__DATA RECORDS__
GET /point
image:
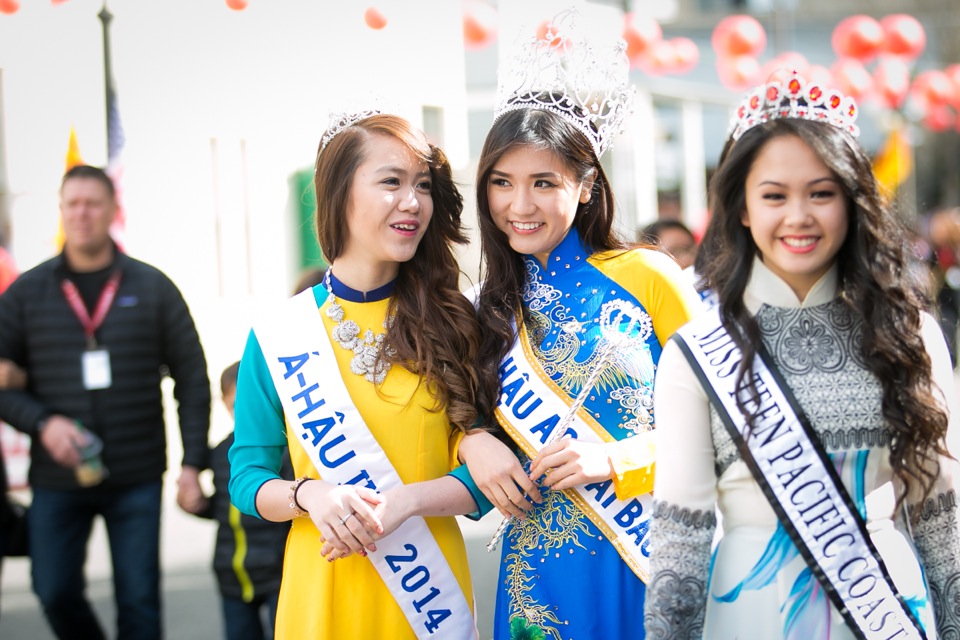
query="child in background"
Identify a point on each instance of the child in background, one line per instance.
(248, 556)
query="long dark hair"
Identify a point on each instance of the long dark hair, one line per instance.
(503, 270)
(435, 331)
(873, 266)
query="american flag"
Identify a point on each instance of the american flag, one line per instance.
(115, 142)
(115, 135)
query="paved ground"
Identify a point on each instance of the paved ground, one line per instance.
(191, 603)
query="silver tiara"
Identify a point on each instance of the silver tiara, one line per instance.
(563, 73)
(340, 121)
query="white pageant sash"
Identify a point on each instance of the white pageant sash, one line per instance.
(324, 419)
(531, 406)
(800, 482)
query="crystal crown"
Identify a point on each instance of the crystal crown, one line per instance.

__TASK BRIEF__
Select every line above that contains the word "flag", matching case exactly.

__ANSWER FOR THIS EXERCISE__
query="american flag"
Identify a point on each instance of the american flag, one line per instance.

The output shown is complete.